» **Check your understanding**:
#1 Write out the Tech for Good Institute profiles word for word, from "Mouna Aouri is" up to and including "and government partners.".
#2 Extend the Tech for Good Institute profiles, picking up after their final sentence.

Mouna Aouri is an Institute Fellow at the Tech For Good Institute. As a social entrepreneur, impact investor, and engineer, her experience spans over two decades in the MENA region, South East Asia, and Japan. She is founder of Woomentum, a Singapore-based platform dedicated to supporting women entrepreneurs in APAC through skill development and access to growth capital through strategic collaborations with corporate entities, investors and government partners.

Dr Ming Tan

Founding Executive Director

Dr Ming Tan is founding Executive Director for the Tech for Good Institute, a non-profit founded to catalyse research and collaboration on social, economic and policy trends accelerated by the digital economy in Southeast Asia. She is concurrently a Senior Fellow at the Centre for Governance and Sustainability at the National University of Singapore and Advisor to the Founder of the COMO Group, a Singaporean portfolio of lifestyle companies operating in 15 countries worldwide.  Her research interests lie at the intersection of technology, business and society, including sustainability and innovation.

(Stored data entries)

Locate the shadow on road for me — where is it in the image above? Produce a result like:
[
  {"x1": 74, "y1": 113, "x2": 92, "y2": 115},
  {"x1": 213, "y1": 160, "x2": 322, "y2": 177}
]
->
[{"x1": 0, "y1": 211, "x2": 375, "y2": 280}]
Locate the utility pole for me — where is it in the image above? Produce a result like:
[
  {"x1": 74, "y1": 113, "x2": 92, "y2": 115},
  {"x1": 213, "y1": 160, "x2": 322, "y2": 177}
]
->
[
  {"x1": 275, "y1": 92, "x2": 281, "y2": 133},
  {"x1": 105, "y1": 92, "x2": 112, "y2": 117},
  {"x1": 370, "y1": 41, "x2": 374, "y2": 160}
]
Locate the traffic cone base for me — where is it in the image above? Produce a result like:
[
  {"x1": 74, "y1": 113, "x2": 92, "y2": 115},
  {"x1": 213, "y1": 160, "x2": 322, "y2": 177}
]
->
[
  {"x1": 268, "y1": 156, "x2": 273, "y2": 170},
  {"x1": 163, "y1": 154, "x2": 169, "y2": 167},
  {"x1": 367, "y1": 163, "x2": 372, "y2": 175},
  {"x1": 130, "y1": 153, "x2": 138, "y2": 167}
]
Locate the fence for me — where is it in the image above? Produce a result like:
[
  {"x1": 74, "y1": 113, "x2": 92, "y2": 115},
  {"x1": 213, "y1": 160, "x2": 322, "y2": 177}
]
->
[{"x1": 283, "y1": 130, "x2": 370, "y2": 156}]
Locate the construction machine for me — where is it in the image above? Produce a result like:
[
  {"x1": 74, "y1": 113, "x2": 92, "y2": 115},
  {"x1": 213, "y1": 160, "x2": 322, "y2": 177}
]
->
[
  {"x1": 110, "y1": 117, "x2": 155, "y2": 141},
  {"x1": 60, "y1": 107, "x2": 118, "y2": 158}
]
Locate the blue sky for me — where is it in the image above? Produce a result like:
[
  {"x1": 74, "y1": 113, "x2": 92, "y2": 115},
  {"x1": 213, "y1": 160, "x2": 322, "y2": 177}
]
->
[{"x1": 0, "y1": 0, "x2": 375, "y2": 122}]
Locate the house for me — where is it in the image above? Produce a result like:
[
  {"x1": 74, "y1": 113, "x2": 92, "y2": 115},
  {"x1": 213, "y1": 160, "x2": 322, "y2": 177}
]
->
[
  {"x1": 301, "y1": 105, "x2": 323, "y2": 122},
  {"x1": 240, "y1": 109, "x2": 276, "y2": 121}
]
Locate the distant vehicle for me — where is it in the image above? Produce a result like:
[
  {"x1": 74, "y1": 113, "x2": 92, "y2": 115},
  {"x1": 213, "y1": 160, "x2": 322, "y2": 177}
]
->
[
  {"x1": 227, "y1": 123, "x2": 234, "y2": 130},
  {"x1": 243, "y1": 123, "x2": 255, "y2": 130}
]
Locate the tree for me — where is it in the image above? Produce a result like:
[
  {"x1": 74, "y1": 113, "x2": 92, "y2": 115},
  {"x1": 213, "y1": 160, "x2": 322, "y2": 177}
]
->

» **Answers to the problems**:
#1
Mouna Aouri is an Institute Fellow at the Tech For Good Institute. As a social entrepreneur, impact investor, and engineer, her experience spans over two decades in the MENA region, South East Asia, and Japan. She is founder of Woomentum, a Singapore-based platform dedicated to supporting women entrepreneurs in APAC through skill development and access to growth capital through strategic collaborations with corporate entities, investors and government partners.

#2
 

Ming was previously Managing Director of IPOS International, part of the Intellectual Property Office of Singapore, which supports Singapore’s future growth as a global innovation hub for intellectual property creation, commercialisation and management. Prior to joining the public sector, she was Head of Stewardship of the COMO Group and the founding Executive Director of COMO Foundation, a grantmaker focused on gender equity that has served over 47 million women and girls since 2003.

 

As a company director, she lends brand and strategic guidance to several companies within the COMO Group. Ming also serves as a Council Member of the Council for Board Diversity, on the boards of COMO Foundation and Singapore Network Information Centre (SGNIC), and on the Digital and Technology Advisory Panel for Esplanade–Theatres on the Bay, Singapore’s national performing arts centre.

 

In the non-profit, educational and government spheres, Ming is a director of COMO Foundation and Singapore Network Information Centre (SGNIC) and chairs the Asia Advisory board for Swiss hospitality business and management school EHL. She also serves on  the Council for Board Diversity and the Digital and Technology Advisory Panel for Esplanade–Theatres on the Bay, Singapore’s national performing arts centre.

 

Ming was educated in Singapore, the United States, and England. She obtained her bachelor’s and master’s degrees from Stanford University and her doctorate from Oxford.